PASAJE PARA LEER:
En la convivencia santa, noble y elevada con los demás, o en la relación tranquila, silenciosa y serena con Dios, se encuentra la mayor felicidad en esta Tierra.
Redacción (21/07/2024, Gaudium Press) La mayor felicidad en esta Tierra se encuentra en la convivencia, cuando es respetuosa, noble y elevada. En el Cielo, ella alcanzará la perfección en el pleno disfrute de la visión beatífica. Por eso, a primera vista no es fácil comprender el elogio que los santos hacen a la soledad. Sin embargo, el aislamiento puede ser una bendición, ya que constituye un medio ideal para una excelente relación con Dios. Puede suceder que en la sana renuncia al instinto de sociabilidad, por razones sobrenaturales, se nos conceda –por una gracia y llamado especial de Dios– una relación inefable con Él. Estos dos tipos de convivencia con Dios constituyen precisamente la esencia de los primeros versículos del Evangelio del XVI Domingo del Tiempo Ordinario.

PROBLEMA BREVE:
Retome el texto sobre la felicidad que se halla en la convivencia y en la soledad con Dios, y prosiga su redacción a partir de la última oración.

ENTRADAS PROPORCIONADAS:
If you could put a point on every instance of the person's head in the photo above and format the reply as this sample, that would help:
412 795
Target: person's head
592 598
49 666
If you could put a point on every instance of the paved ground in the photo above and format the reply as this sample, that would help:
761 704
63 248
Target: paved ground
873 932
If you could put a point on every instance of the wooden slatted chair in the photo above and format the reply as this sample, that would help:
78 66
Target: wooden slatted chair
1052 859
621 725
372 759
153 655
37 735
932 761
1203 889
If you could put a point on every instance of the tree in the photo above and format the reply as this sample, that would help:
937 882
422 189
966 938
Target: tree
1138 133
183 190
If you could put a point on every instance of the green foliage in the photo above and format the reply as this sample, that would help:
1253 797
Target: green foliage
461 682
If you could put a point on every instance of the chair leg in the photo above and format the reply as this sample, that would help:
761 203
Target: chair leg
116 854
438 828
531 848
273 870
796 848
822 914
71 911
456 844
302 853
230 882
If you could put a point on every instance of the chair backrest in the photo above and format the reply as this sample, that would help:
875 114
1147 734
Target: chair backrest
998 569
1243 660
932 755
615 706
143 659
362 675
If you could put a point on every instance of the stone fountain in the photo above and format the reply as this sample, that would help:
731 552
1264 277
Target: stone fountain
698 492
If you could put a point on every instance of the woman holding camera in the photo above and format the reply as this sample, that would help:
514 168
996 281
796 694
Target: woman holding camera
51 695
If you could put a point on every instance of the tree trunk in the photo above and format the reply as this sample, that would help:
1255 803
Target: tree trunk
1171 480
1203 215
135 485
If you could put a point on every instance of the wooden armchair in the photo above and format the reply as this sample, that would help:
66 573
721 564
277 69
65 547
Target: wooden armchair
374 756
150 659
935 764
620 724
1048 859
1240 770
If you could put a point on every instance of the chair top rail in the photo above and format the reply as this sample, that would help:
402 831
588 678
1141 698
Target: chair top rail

RESPUESTA:
La convivencia
Los Apóstoles habían sido enviados en misión por Nuestro Señor, de dos en dos, a diferentes lugares (cf. Mc 6,7). No hay información histórica sobre cuánto duró esta separación entre ellos, ni sobre los lugares recorridos. Es fácil imaginar las energías físicas y emocionales que utilizaron en esta primera aventura apostólica. Pasar de la actividad de pescadores a la de exorcistas, taumaturgos y predicadores, sin un largo curso preparatorio en alguna academia, debió causar no poco desgaste a cada uno, por no hablar de la indescriptible y creciente nostalgia que los asaltaba. ¿Habrían fijado una fecha para el reencuentro? Tampoco se sabe nada sobre este particular. Puede que incluso haya ocurrido por casualidad, pero lo cierto es que todos coincidieron en el momento de regresar a Jesús.
“En aquel tiempo, los Apóstoles se encontraron con Jesús y le contaron todo lo que habían hecho y enseñado” (Mc 6,30).
Fue la primera gran separación. Después de tanto tiempo e innumerables aventuras, regresar con el Maestro debe haber sido un evento memorable en la vida de cada uno de ellos. Aunque Cristo Jesús vivió bajo los velos de una naturaleza humana sufriente y mortal, cualquier acto de admiración y buena voluntad hacia Él era, en el fondo, un culto directo a Dios. Ahí estaba el mismo Jesús que luego sería el de la Resurrección y Ascensión, actuando dentro de sus elegidos con toda la penetración de su divinidad. ¿Qué convivencia en este mundo podría ser más excelente que ésta? El Maestro era Dios mismo, actuando por la gracia en sus almas y, al mismo tiempo, haciendo uso de su voz y de sus palabras para instruirlas. Todos los términos que utilizó fueron los más perfectos e insubstituibles, en un lenguaje elevado, noble y bíblico, siempre acompañados de un cariño que jamás podría ser descrito ni superado. En ninguna ocasión el Mesías dejó de atraerlos y conducirlos al deseo de las cosas celestiales.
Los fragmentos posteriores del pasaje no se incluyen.